**Excerpted passage**.

*** Block opens ***

The CDH3 gene encodes cadherin, a type of cell adhesion molecule that is important in the formation of adherens junctions that bind cells [52]. CDH3 is located in a gene cluster of chromosome 16 that is involved in breast cancer and prostate cancer. An abnormal expression of CDH3 protein is also observed in cervical cancer. This gene is also associated with adolescent macular dystrophy and poor ectodermal release. CDH3 is overexpressed in colorectal tumors, and it has potential as a serum marker for colorectal cancer surveillance [53].

GUCA2A (Guanylate Cyclase Activator 2A) is a protein-coding gene. Among its related pathways are the Metabolism and Myometrial Relaxation and Contraction Pathways. Gene Ontology annotations for this gene include hormonal activity and guanylate cyclase activator activity. Zhang et al. revealed that GUCA2A was downregulated in CRC tissues [54].

3.3. Realization of VAE

We designed a VAE model to extract low-dimensional information from gene expression data as a type of feature for the analysis and prediction of cancer. There were more nodes between the input layer and the first hidden layer, with 680,000 parameters needing training. If we had extracted features directly from more than 10,000 genes with expression data, we would have needed to reduce the number of hidden layers of the model and the number of neuron nodes in the hidden layer, thereby reducing accuracy. Therefore, the input data were genes with significant differences. We adopted a neural network model with an input-output layer and five hidden layers. In the VAE, the numbers of hidden layer nodes in the model were 584, 100, 10, 100, and 584, and the input layer and output layer nodes were 1159. The learning rate was 0.0005, batch size was 20, and epoch was 6. To measure the dimensionality reduction effect of the model, the last 65 samples of the gene expression data were used as the test set, and all the other samples were used as the training set. We determined that the appropriate epoch to ensure the stable convergence of the model was six by calculating the reconstruction error and the loss function of the model on the test set. Finally, we used a VAE model to successfully scale the gene expression data into 10 dimensions and use them as one of the characteristics of the classifier.

*** Block closes ***

**Task to carry out**.
Copy the stretch of the gene and VAE passage from "GUCA2A (Guanylate Cyclase" through "CRC tissues [54]." word for word.

**The data**.

*** Block opens ***

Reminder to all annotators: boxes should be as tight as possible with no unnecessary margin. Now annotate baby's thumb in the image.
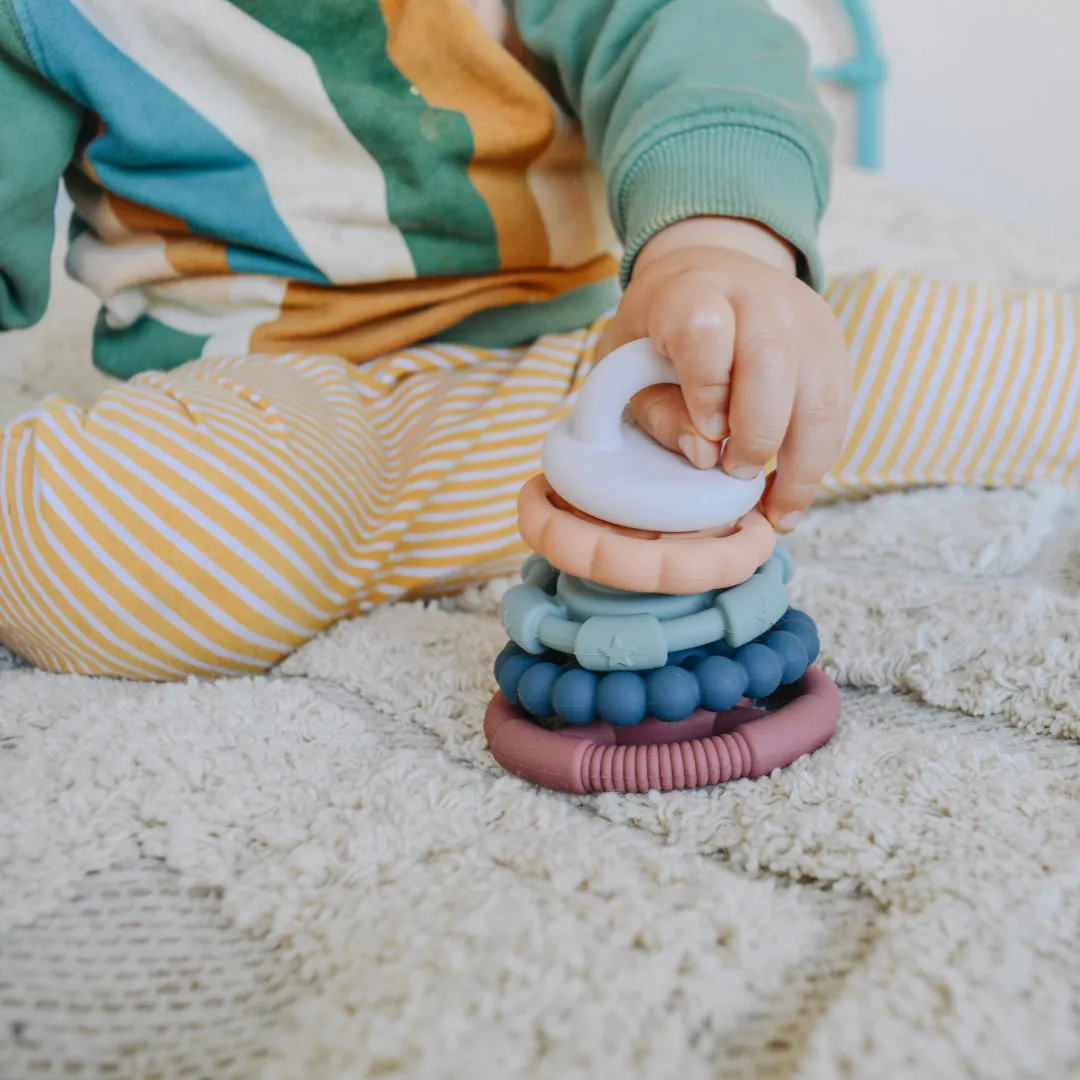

*** Block closes ***

**Exercise answer**.
GUCA2A (Guanylate Cyclase Activator 2A) is a protein-coding gene. Among its related pathways are the Metabolism and Myometrial Relaxation and Contraction Pathways. Gene Ontology annotations for this gene include hormonal activity and guanylate cyclase activator activity. Zhang et al. revealed that GUCA2A was downregulated in CRC tissues [54].